• Work instruction:
The material below contains a line with "Target: wall in background" and a line with "Target: dark-haired person". Copy exactly those two lines and all lines between them.

• Data provided:

=====

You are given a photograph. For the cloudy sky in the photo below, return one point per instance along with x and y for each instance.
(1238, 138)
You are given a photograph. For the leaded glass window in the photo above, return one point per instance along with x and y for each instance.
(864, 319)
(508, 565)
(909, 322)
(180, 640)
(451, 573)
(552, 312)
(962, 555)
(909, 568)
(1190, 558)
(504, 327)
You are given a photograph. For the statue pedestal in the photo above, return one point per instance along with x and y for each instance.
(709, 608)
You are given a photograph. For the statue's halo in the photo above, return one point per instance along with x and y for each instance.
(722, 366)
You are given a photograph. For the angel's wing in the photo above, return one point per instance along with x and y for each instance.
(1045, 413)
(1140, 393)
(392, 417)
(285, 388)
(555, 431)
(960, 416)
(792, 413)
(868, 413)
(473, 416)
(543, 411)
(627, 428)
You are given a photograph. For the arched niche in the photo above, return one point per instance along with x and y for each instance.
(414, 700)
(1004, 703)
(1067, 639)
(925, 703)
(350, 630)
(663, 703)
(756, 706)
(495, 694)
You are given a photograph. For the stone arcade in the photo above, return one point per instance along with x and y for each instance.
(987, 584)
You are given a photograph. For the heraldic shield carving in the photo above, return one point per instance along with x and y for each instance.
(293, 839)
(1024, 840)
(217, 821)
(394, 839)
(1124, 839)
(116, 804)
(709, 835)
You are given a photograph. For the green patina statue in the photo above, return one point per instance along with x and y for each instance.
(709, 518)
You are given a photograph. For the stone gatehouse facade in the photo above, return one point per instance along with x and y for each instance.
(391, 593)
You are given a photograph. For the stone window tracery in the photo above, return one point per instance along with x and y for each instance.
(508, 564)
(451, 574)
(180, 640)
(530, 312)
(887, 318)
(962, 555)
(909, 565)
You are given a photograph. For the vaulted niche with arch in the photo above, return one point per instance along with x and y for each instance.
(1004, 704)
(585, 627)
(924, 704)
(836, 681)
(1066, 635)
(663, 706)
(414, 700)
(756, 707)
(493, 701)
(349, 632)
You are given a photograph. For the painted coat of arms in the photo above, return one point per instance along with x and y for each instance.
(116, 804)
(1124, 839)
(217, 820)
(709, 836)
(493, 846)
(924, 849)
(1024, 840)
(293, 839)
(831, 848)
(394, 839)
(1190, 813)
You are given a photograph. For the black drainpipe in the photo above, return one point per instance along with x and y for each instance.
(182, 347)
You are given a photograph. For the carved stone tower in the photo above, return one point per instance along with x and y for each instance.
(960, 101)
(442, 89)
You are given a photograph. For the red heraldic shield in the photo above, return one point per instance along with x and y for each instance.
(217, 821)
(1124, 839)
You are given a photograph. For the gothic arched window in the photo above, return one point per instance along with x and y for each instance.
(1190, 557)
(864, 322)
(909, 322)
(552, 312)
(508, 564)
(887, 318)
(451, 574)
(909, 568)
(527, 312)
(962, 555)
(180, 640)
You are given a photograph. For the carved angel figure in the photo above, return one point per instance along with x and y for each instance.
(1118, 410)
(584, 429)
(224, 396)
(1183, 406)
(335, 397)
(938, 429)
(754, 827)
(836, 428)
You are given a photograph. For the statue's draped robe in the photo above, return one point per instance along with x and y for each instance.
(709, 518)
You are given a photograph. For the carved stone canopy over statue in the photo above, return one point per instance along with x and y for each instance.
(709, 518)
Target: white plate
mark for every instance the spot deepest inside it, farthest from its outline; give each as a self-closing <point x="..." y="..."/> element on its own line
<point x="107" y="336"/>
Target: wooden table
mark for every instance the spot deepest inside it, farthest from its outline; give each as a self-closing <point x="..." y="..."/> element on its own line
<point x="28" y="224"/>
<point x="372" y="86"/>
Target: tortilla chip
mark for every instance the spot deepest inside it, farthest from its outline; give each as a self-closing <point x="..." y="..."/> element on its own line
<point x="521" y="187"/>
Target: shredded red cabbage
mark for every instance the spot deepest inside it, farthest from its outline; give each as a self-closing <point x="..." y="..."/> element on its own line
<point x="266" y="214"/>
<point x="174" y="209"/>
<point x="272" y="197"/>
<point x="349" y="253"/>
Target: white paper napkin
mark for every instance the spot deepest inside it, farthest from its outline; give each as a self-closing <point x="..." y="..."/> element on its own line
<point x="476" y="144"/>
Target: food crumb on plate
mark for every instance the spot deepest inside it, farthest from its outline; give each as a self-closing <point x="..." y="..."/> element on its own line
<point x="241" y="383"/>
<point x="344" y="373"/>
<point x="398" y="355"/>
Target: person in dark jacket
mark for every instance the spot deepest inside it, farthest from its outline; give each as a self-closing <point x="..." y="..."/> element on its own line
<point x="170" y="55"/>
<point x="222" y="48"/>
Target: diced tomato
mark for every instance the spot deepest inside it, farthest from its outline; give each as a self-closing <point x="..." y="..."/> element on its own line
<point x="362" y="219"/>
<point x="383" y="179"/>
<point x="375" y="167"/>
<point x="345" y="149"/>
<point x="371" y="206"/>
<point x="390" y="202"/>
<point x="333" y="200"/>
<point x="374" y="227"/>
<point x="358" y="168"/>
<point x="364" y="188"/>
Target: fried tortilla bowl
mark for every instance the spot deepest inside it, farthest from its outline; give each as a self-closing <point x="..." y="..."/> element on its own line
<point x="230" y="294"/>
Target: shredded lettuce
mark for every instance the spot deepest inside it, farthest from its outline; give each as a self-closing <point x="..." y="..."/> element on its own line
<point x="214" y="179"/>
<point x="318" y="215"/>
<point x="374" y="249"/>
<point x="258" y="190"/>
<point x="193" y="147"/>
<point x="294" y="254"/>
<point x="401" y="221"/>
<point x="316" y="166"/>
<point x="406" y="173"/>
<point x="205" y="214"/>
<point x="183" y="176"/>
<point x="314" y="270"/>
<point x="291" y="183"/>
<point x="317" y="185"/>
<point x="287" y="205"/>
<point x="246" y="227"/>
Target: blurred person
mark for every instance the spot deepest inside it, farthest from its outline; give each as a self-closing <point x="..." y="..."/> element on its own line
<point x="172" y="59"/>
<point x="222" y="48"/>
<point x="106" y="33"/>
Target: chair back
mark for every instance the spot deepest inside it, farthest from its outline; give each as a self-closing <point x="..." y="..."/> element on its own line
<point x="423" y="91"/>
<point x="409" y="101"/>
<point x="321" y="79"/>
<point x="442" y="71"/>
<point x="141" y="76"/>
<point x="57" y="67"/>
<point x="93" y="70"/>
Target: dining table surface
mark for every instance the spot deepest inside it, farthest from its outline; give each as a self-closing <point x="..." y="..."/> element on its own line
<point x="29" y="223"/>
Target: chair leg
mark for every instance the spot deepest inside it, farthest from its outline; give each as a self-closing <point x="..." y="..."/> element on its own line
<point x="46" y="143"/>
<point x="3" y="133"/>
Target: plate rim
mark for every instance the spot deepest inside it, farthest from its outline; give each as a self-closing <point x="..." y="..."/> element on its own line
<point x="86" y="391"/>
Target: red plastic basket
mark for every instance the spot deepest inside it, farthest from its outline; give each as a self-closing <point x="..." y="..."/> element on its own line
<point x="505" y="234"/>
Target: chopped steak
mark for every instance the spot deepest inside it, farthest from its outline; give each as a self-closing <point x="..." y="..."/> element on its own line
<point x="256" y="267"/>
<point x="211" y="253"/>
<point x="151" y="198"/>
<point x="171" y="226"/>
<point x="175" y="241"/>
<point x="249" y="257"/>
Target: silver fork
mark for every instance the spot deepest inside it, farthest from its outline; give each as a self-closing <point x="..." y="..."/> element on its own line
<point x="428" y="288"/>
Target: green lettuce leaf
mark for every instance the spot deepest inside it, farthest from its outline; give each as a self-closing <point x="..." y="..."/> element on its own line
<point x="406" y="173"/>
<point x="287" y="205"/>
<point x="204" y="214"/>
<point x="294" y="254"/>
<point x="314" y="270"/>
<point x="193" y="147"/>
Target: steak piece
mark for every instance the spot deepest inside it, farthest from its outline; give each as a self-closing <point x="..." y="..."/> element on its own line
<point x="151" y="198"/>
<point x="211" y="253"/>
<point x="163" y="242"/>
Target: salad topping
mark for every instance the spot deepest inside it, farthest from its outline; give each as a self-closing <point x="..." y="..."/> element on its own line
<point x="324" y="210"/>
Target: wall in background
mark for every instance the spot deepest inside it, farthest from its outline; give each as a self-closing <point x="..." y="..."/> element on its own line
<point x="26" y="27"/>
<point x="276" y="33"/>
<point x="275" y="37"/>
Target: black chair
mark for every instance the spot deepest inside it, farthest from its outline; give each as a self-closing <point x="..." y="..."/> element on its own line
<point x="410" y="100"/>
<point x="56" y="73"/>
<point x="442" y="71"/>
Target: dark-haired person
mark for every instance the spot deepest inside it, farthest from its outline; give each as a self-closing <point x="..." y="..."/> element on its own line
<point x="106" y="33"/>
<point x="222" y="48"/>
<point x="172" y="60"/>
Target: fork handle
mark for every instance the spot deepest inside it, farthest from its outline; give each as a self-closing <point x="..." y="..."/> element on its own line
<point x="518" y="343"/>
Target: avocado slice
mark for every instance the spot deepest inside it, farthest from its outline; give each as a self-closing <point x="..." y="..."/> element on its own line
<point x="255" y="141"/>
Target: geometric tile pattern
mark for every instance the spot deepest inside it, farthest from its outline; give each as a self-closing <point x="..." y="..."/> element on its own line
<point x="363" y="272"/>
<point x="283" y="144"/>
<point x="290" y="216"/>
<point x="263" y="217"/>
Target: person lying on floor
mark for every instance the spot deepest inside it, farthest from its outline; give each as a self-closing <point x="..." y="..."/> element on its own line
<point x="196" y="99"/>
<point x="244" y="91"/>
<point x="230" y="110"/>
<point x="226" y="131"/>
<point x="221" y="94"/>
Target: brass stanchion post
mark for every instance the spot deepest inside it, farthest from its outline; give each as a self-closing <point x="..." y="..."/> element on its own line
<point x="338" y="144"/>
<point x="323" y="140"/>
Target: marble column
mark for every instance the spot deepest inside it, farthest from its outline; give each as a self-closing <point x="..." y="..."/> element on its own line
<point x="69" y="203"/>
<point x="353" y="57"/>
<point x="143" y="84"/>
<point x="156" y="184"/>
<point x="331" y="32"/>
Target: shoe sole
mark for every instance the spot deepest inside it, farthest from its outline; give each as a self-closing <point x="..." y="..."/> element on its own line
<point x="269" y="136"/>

=====

• Problem solution:
Target: wall in background
mark for every instance the spot deepest inside it, farthest from its outline; give each as a self-closing <point x="..." y="..."/> element on its own line
<point x="26" y="27"/>
<point x="276" y="33"/>
<point x="275" y="37"/>
Target: black chair
mark for every instance the spot deepest inside it, farthest from its outline; give each as a self-closing <point x="..." y="..."/> element on its own line
<point x="410" y="100"/>
<point x="56" y="73"/>
<point x="442" y="71"/>
Target: dark-haired person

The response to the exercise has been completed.